PASSAGE -
============

Quality control in nucleic acid testing--where do we stand?

Quality control has been playing an increasingly important role in the implementation of nucleic acid amplification techniques (NATs) for clinical diagnosis since the introduction of these methods in the early 1990s. Initial multicenter studies involving hepatitis B virus (HBV), hepatitis C virus (HCV), Mycobacterium tuberculosis, and human immunodeficiency virus type 1 (HIV-1) revealed serious problems in specificity (false-positive rates of ca. 40%) and sensitivity, large variations in quantitative results, and a plethora of units (largely not comparable between assays). The problem areas identified included the need for standardized reagents and common units, contamination control mechanisms, inhibition control mechanisms, genotype-independent detection and quantitation, facilitated nucleic acid isolation procedures, clinically relevant dynamic ranges, and internal run controls. Progress made in each of these areas will be discussed. In addition to the above-mentioned problem areas, the value of external quality control of existing and evolving NATs was recognized. To this end, the European Union Quality Control Concerted Action for Nucleic Acid Amplification in Diagnostic Virology was established in May 1998. During its three-and-a-half years of existence, a total of 14 proficiency panels containing 8-13 well-characterized, simulated clinical samples of various viral loads and genotypes were prepared for herpesviruses (herpes simplex virus, human cytomegalovirus), blood-borne viruses (HBV, HCV, HIV-1), enteroviruses, and Chlamydia trachomatis, distributed to up to 20 different countries, and tested by up to 97 different laboratories. The results show dramatic improvement in specificity (false-positive rates <3% for most panels), presumably due to a generally greater expertise of participating laboratories, more frequent use of enzymatic or mechanical contamination control mechanisms, and increased utilization of standardized reagents (commercial kits). However, considerable problems with sensitivity remain (false-negative rates up to 50%), reflecting the high detection limits of some commercial viral load kits still on the market as well as inadequate standardization of quantitation controls between assay systems. In conclusion, although considerable progress has been made, quality control of NATs in clinical diagnosis remains an ongoing challenge.

============

PROVIDED MATERIAL -
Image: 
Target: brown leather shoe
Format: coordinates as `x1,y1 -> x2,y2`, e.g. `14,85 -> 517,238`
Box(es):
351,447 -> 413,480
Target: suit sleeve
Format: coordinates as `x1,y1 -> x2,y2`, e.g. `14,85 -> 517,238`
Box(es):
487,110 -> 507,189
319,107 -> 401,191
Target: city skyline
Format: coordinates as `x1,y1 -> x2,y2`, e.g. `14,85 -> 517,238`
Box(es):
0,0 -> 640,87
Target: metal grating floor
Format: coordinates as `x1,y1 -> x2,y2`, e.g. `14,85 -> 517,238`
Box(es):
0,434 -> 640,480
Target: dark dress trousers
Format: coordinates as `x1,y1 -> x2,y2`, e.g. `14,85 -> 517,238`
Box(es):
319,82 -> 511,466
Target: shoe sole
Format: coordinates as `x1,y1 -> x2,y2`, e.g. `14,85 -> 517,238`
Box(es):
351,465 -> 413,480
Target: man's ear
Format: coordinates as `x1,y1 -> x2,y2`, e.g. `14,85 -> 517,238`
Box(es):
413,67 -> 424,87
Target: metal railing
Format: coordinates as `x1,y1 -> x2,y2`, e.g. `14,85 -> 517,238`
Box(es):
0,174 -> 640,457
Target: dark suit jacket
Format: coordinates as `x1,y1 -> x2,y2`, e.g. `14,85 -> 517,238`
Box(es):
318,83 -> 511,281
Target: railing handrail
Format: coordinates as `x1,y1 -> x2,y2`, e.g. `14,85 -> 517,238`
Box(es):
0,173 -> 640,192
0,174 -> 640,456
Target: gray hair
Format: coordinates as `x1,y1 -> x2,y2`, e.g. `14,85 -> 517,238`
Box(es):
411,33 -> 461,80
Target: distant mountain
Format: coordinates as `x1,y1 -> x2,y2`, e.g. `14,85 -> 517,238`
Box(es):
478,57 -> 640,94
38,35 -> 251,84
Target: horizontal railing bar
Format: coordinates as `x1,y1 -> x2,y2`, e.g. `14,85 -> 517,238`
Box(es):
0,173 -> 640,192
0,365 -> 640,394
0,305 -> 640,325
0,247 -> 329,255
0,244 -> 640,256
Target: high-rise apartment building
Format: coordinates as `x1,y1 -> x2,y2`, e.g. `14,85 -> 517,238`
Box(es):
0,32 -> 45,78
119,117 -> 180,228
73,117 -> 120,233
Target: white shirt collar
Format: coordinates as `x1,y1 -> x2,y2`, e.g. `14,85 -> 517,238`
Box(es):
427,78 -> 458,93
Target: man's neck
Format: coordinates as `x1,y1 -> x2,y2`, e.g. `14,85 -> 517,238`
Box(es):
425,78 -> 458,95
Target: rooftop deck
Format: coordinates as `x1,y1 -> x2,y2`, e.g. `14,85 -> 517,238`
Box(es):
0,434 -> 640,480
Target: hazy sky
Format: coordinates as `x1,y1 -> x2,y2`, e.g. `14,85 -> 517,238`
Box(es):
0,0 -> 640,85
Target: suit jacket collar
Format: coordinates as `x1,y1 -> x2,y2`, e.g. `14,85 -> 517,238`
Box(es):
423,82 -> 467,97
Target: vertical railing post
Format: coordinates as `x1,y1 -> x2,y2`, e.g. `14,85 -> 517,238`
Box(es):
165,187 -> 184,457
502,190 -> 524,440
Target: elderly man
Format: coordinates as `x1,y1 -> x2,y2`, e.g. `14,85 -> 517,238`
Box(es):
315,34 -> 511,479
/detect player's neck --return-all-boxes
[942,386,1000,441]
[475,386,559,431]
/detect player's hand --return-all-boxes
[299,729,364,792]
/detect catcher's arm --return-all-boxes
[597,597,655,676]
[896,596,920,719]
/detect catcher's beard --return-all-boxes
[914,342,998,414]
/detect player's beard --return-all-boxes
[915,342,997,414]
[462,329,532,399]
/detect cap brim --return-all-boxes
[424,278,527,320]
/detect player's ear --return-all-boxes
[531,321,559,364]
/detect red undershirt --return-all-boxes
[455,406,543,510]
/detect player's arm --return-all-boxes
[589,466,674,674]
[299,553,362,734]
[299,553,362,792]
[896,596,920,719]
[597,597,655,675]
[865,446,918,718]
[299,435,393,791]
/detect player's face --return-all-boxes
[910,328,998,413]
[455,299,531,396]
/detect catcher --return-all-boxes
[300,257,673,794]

============

WORK TASK -
According to the text on quality control in nucleic acid testing, in what month and year was the European Union Quality Control Concerted Action for Nucleic Acid Amplification in Diagnostic Virology set up? The data that comes after the text is separate material and has nothing to do with it.

TASK SOLUTION -
May 1998.